EXERCISE INSTRUCTIONS -
Put every line of the items below into a Markdown table with the columns Row and Line, giving each line its own numbered row and skipping blank lines. Omit the pictures.

Coordinate labeling data
****************************************

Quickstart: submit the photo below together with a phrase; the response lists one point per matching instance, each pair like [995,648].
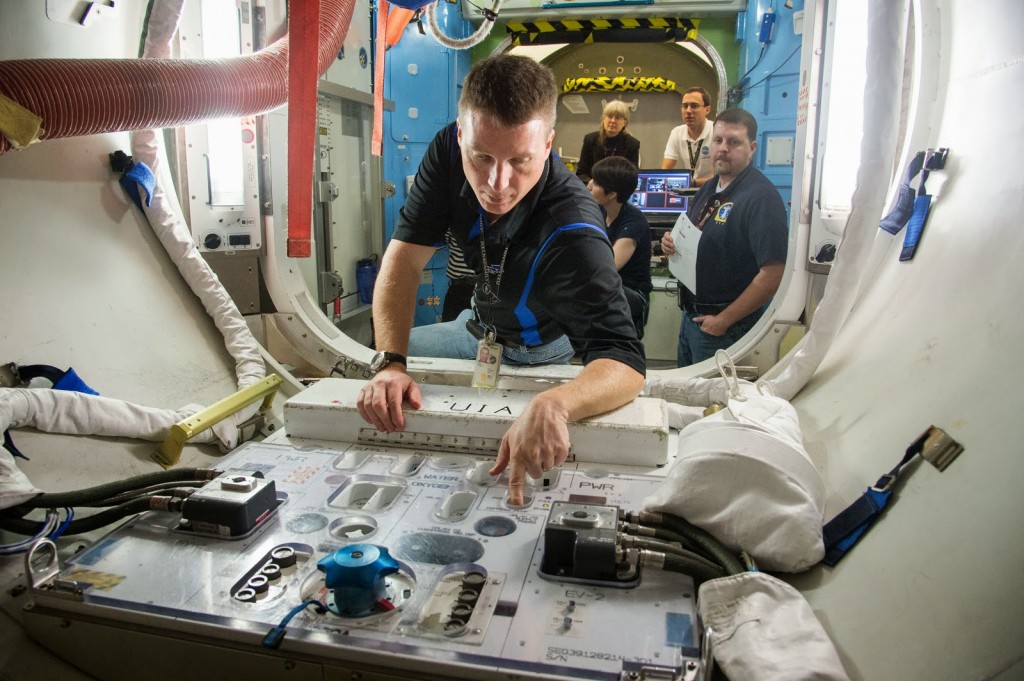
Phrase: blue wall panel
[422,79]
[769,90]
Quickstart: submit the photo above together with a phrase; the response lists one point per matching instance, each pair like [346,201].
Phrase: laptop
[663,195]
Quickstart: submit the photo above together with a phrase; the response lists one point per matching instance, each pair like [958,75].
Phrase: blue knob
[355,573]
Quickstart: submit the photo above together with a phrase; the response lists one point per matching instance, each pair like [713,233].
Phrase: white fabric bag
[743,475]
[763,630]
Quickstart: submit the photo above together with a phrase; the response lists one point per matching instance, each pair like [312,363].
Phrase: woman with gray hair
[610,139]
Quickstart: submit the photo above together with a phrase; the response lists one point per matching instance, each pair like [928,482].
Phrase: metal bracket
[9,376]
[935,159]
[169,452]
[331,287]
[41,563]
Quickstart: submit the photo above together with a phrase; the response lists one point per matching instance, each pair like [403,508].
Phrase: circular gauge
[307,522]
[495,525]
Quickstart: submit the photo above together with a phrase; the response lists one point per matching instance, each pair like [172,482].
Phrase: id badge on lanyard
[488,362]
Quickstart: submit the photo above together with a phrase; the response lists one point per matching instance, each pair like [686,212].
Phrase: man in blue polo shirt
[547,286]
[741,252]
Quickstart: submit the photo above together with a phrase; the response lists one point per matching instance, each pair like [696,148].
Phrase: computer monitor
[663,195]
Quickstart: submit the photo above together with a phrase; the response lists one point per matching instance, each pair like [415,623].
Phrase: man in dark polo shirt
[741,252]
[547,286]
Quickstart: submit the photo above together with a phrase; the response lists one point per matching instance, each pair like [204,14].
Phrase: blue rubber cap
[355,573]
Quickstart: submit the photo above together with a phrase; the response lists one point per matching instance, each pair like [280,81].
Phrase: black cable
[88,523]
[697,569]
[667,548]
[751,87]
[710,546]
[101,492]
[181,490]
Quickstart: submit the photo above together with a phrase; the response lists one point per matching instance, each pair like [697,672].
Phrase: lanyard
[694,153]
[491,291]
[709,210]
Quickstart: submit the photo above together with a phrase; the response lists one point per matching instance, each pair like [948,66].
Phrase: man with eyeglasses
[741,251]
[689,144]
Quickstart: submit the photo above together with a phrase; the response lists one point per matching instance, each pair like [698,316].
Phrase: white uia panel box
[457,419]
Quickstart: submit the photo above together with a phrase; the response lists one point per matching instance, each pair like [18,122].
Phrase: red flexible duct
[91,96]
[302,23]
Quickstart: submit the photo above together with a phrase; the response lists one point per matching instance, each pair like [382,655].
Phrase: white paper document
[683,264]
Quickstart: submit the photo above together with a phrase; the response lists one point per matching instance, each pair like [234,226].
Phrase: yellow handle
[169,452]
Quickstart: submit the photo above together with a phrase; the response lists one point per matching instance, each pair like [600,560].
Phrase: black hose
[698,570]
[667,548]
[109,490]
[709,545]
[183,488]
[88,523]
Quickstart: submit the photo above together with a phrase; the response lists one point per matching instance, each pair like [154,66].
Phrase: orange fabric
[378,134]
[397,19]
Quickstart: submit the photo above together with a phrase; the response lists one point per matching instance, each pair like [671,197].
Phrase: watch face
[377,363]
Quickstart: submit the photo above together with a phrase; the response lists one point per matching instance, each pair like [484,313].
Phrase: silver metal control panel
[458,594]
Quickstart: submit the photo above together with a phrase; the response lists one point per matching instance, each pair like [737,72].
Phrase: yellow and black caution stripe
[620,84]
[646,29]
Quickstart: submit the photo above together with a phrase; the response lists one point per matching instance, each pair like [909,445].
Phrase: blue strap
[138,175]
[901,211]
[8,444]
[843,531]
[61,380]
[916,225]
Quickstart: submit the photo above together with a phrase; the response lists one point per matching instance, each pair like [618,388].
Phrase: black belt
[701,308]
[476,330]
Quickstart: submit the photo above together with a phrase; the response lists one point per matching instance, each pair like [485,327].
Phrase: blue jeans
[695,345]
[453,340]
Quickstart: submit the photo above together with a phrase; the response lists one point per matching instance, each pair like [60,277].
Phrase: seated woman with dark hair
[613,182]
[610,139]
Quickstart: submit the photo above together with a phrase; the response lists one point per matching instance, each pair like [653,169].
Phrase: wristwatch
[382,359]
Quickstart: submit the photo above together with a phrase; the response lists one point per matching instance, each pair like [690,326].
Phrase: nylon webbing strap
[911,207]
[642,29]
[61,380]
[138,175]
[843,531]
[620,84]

****************************************

REPLY -
| Row | Line |
|---|---|
| 1 | Quickstart: submit the photo below together with a phrase; the response lists one point per matching instance, each pair like [995,648]. |
| 2 | Phrase: blue wall panel |
| 3 | [422,79] |
| 4 | [769,90] |
| 5 | Quickstart: submit the photo above together with a phrase; the response lists one point per matching instance, each pair like [346,201]. |
| 6 | Phrase: laptop |
| 7 | [663,195] |
| 8 | Quickstart: submit the photo above together with a phrase; the response lists one point per matching instance, each pair like [958,75]. |
| 9 | Phrase: blue knob |
| 10 | [355,573] |
| 11 | Quickstart: submit the photo above together with a phrase; the response lists one point per matching instance, each pair like [713,233]. |
| 12 | Phrase: white fabric bag |
| 13 | [743,475] |
| 14 | [763,630] |
| 15 | Quickstart: submit the photo above together with a phrase; the response lists one point per matching instance, each pair like [312,363]. |
| 16 | Phrase: woman with gray hair |
| 17 | [610,139] |
| 18 | Quickstart: submit the photo above together with a phrase; the response lists one point per matching instance, each pair like [928,482]. |
| 19 | Phrase: metal bracket |
| 20 | [9,376] |
| 21 | [935,159] |
| 22 | [169,452] |
| 23 | [331,287] |
| 24 | [41,563] |
| 25 | Quickstart: submit the photo above together with a phrase; the response lists one point per matching instance, each pair like [403,508]. |
| 26 | Phrase: circular gauge |
| 27 | [307,522] |
| 28 | [495,525] |
| 29 | Quickstart: submit the photo above together with a phrase; the response lists one point per matching instance, each pair like [172,482]. |
| 30 | Phrase: id badge on lanyard |
| 31 | [488,362] |
| 32 | Quickstart: submit the photo above together with a phrase; the response lists one point per matching instance, each pair like [686,212]. |
| 33 | Phrase: man in blue polo shirt |
| 34 | [547,286] |
| 35 | [741,252] |
| 36 | Quickstart: submit the photo above together with a phrase; the response lists one point per matching instance, each pair like [696,148]. |
| 37 | Phrase: computer monitor |
| 38 | [663,195] |
| 39 | Quickstart: submit the photo above together with a phrase; the response lists one point per matching instance, each pair like [415,623]. |
| 40 | Phrase: man in dark polo shirt |
| 41 | [741,252] |
| 42 | [547,286] |
| 43 | Quickstart: submit the photo above together with a phrase; the response lists one point per matching instance, each pair like [204,14]. |
| 44 | Phrase: blue rubber cap |
| 45 | [355,573] |
| 46 | Quickstart: submit the photo above together with a phrase; the response lists one point per matching instance, each pair like [280,81]. |
| 47 | Phrase: black cable |
| 48 | [88,523] |
| 49 | [697,569] |
| 50 | [667,548] |
| 51 | [751,87] |
| 52 | [710,546] |
| 53 | [101,492] |
| 54 | [181,490] |
| 55 | Quickstart: submit the photo above together with a phrase; the response lists one point per matching instance, each pair like [697,672]. |
| 56 | Phrase: lanyard |
| 57 | [694,153] |
| 58 | [491,291] |
| 59 | [709,210] |
| 60 | Quickstart: submit the photo above together with a phrase; the response lists one point per matching instance, each pair like [948,66]. |
| 61 | Phrase: man with eyeglasses |
| 62 | [741,251] |
| 63 | [689,144] |
| 64 | Quickstart: submit the photo above together with a phrase; the response lists one point per matching instance, each pair like [698,316]. |
| 65 | Phrase: white uia panel box |
| 66 | [457,419] |
| 67 | Quickstart: submit the photo above together with a phrase; the response lists one point per matching instance, each pair like [18,122]. |
| 68 | Phrase: red flexible duct |
| 69 | [91,96] |
| 70 | [302,23] |
| 71 | Quickstart: submit the photo above together with a phrase; the response lists one point per matching instance, each pair like [382,655]. |
| 72 | Phrase: white paper document |
| 73 | [683,264] |
| 74 | Quickstart: submit the photo above together with a phrase; the response lists one point per matching instance, each pair like [234,226]. |
| 75 | Phrase: yellow handle |
| 76 | [169,452] |
| 77 | Quickstart: submit the photo above together with a phrase; the response lists one point per matching instance, each pair like [600,560]. |
| 78 | Phrase: black hose |
| 79 | [698,570] |
| 80 | [667,548] |
| 81 | [109,490] |
| 82 | [709,545] |
| 83 | [183,488] |
| 84 | [88,523] |
| 85 | Quickstart: submit the photo above together with a phrase; the response lists one point per matching instance, each pair like [154,66]. |
| 86 | Phrase: orange fabric |
| 87 | [378,134] |
| 88 | [397,19] |
| 89 | Quickstart: submit the photo above together with a phrase; the response lists one point per matching instance, each pair like [671,197]. |
| 90 | Phrase: watch face |
| 91 | [377,363] |
| 92 | Quickstart: submit the photo above together with a phrase; the response lists one point per matching instance, each pair like [484,313]. |
| 93 | Phrase: silver metal control panel |
| 94 | [458,594] |
| 95 | Quickstart: submit the photo above together with a phrase; the response lists one point per matching instance, each pair like [737,72]. |
| 96 | Phrase: yellow and black caution stripe |
| 97 | [620,84] |
| 98 | [646,29] |
| 99 | Quickstart: submit the photo above together with a phrase; the response lists one point per matching instance, each pair like [909,445]. |
| 100 | Phrase: blue strap |
| 101 | [138,175] |
| 102 | [901,211] |
| 103 | [8,444] |
| 104 | [843,531] |
| 105 | [61,380] |
| 106 | [916,225] |
| 107 | Quickstart: submit the photo above together with a phrase; the response lists one point per matching instance, each pair like [618,388]. |
| 108 | Phrase: black belt |
| 109 | [701,308] |
| 110 | [476,330] |
| 111 | Quickstart: submit the photo above together with a phrase; the response lists one point per matching instance, each pair like [485,327]. |
| 112 | Phrase: blue jeans |
| 113 | [695,345] |
| 114 | [453,340] |
| 115 | Quickstart: submit the photo above together with a phrase; the response lists one point per matching instance, each pair like [60,277]. |
| 116 | Phrase: seated woman with dark hair |
| 117 | [613,182] |
| 118 | [610,139] |
| 119 | Quickstart: submit the photo above together with a phrase; the response lists one point per matching instance, each pair like [653,169]. |
| 120 | Phrase: wristwatch |
| 121 | [382,359] |
| 122 | Quickstart: submit the photo above together with a phrase; the response lists one point per matching instance, each pair like [690,326]. |
| 123 | Phrase: nylon webbing strap |
| 124 | [911,207] |
| 125 | [642,29] |
| 126 | [61,380] |
| 127 | [138,175] |
| 128 | [843,531] |
| 129 | [620,84] |